Cel zadania
Przepisz bez żadnych zmian wiersze rekordów, zaczynając od wiersza zawierającego „For every instance of the cracker” (włącznie z nim) i kończąc na ostatnim wierszu rekordów.

= = = =

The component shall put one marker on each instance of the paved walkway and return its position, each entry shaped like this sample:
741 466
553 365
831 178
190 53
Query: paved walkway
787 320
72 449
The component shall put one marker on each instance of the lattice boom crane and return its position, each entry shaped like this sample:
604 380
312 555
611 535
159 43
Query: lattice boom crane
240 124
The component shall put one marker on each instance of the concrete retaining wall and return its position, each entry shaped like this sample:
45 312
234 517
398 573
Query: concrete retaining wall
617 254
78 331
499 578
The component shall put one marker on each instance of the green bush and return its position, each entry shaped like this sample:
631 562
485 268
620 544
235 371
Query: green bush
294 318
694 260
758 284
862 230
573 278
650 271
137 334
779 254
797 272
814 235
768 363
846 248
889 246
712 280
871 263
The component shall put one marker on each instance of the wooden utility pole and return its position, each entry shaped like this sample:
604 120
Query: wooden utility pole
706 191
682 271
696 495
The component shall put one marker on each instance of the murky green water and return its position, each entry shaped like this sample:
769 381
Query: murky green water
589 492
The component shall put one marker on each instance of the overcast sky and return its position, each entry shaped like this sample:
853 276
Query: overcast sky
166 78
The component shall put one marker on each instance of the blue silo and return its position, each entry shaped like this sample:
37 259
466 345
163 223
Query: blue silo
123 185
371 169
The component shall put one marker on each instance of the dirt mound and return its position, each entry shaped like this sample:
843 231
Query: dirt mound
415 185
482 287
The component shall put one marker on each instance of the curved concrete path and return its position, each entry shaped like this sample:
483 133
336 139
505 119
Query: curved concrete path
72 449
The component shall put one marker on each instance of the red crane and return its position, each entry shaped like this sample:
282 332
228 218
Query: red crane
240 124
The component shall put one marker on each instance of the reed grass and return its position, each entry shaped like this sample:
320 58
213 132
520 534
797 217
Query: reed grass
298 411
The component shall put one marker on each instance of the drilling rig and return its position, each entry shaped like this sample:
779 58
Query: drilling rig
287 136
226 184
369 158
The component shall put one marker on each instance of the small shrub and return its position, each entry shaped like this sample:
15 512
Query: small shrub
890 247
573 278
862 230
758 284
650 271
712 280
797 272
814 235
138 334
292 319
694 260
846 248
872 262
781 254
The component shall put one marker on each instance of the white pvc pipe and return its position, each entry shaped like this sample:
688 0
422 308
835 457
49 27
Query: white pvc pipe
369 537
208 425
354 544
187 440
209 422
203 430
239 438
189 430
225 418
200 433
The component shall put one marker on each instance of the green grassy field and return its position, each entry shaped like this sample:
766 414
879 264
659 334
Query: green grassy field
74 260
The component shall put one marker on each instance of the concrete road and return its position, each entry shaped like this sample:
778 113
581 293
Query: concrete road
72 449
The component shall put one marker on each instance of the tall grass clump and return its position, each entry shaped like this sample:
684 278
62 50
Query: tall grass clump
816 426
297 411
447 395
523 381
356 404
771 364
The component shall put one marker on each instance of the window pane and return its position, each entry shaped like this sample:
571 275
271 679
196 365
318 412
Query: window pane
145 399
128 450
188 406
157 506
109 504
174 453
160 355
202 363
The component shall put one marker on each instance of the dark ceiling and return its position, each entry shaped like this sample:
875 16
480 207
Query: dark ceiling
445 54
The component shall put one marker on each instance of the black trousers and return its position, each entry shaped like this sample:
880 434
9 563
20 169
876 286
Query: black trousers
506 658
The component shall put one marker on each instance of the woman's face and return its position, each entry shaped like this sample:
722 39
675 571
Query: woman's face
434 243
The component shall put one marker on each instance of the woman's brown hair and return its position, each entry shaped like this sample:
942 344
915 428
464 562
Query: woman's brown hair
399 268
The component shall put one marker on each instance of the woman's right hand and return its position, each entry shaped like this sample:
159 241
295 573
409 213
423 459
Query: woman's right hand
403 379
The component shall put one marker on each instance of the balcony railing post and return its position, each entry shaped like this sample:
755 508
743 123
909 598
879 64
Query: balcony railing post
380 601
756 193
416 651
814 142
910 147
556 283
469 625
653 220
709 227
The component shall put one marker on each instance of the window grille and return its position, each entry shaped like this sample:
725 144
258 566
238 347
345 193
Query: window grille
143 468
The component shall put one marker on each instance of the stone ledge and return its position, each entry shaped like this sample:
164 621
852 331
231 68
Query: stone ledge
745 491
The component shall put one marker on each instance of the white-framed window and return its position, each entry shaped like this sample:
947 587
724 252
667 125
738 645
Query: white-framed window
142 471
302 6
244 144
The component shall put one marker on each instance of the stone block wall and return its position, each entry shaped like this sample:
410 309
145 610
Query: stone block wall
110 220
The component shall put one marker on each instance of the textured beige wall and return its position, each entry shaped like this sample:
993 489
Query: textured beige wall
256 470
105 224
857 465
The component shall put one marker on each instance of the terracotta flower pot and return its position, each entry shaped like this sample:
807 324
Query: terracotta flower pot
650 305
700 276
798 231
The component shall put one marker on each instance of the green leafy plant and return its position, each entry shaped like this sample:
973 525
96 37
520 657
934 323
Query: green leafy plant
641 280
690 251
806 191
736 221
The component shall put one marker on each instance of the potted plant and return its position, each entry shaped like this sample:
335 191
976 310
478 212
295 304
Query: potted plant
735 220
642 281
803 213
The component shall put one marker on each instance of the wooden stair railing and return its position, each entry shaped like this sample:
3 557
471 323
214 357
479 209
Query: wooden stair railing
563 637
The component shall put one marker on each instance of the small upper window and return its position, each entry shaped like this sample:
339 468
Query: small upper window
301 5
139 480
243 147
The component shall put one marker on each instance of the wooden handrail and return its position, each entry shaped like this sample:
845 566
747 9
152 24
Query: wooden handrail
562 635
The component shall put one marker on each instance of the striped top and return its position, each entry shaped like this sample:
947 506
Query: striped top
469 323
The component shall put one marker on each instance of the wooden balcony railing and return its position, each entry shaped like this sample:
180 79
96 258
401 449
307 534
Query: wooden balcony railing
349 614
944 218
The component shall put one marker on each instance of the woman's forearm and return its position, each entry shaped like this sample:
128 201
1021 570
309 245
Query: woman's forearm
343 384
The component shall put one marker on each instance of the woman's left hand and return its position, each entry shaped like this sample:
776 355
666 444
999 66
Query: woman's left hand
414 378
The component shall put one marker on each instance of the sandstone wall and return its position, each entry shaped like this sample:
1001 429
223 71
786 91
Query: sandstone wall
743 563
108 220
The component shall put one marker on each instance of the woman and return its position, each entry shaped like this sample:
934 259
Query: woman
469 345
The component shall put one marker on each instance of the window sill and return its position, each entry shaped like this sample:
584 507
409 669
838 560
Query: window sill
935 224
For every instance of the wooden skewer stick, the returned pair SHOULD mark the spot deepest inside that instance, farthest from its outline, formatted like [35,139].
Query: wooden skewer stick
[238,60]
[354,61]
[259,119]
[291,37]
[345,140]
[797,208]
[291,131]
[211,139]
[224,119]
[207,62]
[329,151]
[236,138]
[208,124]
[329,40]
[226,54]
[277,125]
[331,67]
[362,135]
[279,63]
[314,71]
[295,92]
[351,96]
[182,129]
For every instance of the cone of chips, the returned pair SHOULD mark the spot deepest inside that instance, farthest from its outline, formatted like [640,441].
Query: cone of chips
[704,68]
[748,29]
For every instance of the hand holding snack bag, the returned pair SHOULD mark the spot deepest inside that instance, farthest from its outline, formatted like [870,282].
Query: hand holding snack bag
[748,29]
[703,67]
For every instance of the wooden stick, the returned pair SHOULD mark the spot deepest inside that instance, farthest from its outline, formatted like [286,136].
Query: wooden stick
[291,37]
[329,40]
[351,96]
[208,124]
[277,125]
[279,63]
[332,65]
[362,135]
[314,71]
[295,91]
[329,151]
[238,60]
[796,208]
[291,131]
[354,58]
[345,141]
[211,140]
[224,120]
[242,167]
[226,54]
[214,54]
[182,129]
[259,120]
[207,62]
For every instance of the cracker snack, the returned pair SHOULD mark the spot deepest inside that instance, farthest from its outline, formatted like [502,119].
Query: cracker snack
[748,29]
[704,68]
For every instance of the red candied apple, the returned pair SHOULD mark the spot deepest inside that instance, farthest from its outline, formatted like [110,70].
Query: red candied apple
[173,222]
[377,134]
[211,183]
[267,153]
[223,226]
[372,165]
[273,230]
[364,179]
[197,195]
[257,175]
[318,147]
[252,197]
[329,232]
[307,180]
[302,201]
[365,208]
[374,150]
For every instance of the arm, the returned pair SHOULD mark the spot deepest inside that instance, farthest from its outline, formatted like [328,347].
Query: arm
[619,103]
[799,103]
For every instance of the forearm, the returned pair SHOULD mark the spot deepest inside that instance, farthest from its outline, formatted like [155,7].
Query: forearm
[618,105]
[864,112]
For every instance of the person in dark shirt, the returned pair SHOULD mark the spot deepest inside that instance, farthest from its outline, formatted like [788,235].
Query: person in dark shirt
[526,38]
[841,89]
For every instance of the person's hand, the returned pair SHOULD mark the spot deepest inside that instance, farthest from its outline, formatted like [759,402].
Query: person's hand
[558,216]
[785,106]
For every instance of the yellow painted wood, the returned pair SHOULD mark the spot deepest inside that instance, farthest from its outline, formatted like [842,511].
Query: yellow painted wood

= = = =

Odpowiedź do zadania
For every instance of the cracker snack, the returned pair SHOULD mark the spot deepest inside that instance, farthest from its outline, formatted like [502,119].
Query: cracker snack
[748,29]
[704,68]
For every instance of the red candied apple, the returned pair SHOULD mark the spot deepest inside that instance, farthest from its outline, formatted like [110,70].
Query: red candied apple
[173,222]
[377,134]
[211,183]
[267,153]
[223,226]
[372,165]
[273,230]
[364,179]
[197,195]
[257,175]
[318,147]
[252,197]
[329,232]
[307,180]
[302,201]
[365,208]
[374,150]
For every instance of the arm, the returned pair SHOULD mark the spot deepest inside that instance, farthest from its outline, formatted like [328,347].
Query: arm
[619,103]
[799,103]
For every instance of the forearm, the returned pair SHOULD mark the spot deepest inside that instance, farthest from its outline, formatted like [155,7].
Query: forearm
[618,105]
[864,112]
For every instance of the person in dark shirt, the returned pair SHOULD mark the spot deepest inside that instance, farthest from its outline, formatted like [788,235].
Query: person in dark shirt
[526,38]
[841,89]
For every instance of the person's hand, the returned pair SHOULD mark the spot deepest inside that instance, farthest from its outline, formatted like [759,402].
Query: person's hand
[558,216]
[785,106]
For every instance of the yellow painted wood, the returned pair SHOULD mark the spot deepest inside that instance, farthest from its outline, formatted like [842,511].
Query: yellow painted wood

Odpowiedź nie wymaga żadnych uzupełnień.